■ TASK INPUTS

************

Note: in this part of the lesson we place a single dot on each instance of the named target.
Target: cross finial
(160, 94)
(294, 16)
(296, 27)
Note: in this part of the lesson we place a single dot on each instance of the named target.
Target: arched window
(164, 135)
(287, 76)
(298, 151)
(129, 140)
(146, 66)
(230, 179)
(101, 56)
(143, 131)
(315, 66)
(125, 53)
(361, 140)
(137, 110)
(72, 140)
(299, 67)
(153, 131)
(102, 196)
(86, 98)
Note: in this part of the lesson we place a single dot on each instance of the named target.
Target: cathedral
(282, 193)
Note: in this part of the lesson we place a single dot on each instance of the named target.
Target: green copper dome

************

■ WHAT YOU SHOULD DO
The final stretch of the listing, from the line containing "Target: cathedral" through its last line, both included, is to be output exactly and by itself.

■ RESULT
Target: cathedral
(282, 193)
Note: in this part of the lesson we place a single dot on each instance of the named target.
Target: green copper dome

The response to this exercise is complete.